Textauszug ▸
Wien - Zwei Männner auf einer Parkbank. Irgendwo in Japan. Der Jüngere ist ein Hikikomori, also einer jener jungen Männer, die sich im Zimmer einschließen und den Kontakt zur Familie auf ein Minimum reduzieren (man geht von 100.000 bis 320.000 Betroffenen aus). Der Ältere, ein 58-jähriger "Salaryman" (Firmenangestellter), hat den Job verloren - was er der Gattin nicht sagt - und ist daher gezwungen, im Park seine vermeintliche Arbeitszeit abzusitzen, wo auch der Hikikomori die Tagesstunden verbringt. Die beiden kommen ins Gespräch ...

So die scheinbar eindeutige Basis, von der aus die 32-jährige Milena Michiko Flasar ihren vielschichtigen Roman Ich nannte ihn Krawatte entwickelt. Ohne plakativ zu werden, erzählt das Buch in glasklarer Sprache aus der Perspektive des Hikikomori von Lebenslügen, Herzbrüchen und von Affären mit einer geliebten namens Illusion. Mit Ich nannte ihn Krawatte legt die Autorin einen auch formal erstaunlich reifen Roman vor, der morgen im Berliner Wagenbach-Verlag (und nicht wie ihre ersten beiden Bücher bei Residenz) erscheint.

Material ▸
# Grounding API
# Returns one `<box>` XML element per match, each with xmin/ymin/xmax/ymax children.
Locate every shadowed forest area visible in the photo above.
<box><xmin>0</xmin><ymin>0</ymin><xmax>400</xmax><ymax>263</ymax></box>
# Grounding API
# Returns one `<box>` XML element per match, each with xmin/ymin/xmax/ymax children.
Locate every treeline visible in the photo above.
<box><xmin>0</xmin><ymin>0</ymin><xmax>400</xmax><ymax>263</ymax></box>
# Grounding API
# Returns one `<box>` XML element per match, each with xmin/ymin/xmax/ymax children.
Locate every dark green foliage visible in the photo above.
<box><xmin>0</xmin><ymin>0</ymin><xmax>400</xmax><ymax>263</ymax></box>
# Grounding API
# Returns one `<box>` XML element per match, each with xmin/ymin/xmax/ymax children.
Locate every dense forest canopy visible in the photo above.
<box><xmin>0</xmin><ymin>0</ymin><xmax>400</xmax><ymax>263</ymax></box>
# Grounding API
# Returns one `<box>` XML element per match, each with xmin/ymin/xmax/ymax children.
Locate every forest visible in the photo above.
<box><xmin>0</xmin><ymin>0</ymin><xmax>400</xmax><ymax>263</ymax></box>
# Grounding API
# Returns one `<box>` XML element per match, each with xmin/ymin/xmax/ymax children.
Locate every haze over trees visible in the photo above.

Aufgaben ▸
**1)** Entscheiden Sie, ob die folgenden Aussagen mit dem Textauszug übereinstimmen. Antworten Sie jeweils mit Ja oder Nein und belegen Sie die Antwort mit einem wörtlichen Zitat.
(a) Der ältere Mann hat seiner Frau vom Verlust seiner Arbeit erzählt.
(b) Der Roman wird aus der Sicht des Hikikomori erzählt.
(c) Der Roman erscheint wie die ersten beiden Bücher der Autorin bei Residenz.
**2)** Beantworten Sie anhand des Textauszugs die folgenden Fragen:
(a) Wie alt ist der entlassene Firmenangestellte?
(b) Von wie vielen Betroffenen geht man bei den Hikikomori aus?
(c) Wie alt ist die Autorin Milena Michiko Flasar?

Lösungen ▸
**1)**
(a) Nein: „was er der Gattin nicht sagt“
(b) Ja: „aus der Perspektive des Hikikomori“
(c) Nein: „im Berliner Wagenbach-Verlag (und nicht wie ihre ersten beiden Bücher bei Residenz)“

**2)**
(a) 58 Jahre
(b) Von 100.000 bis 320.000
(c) 32 Jahre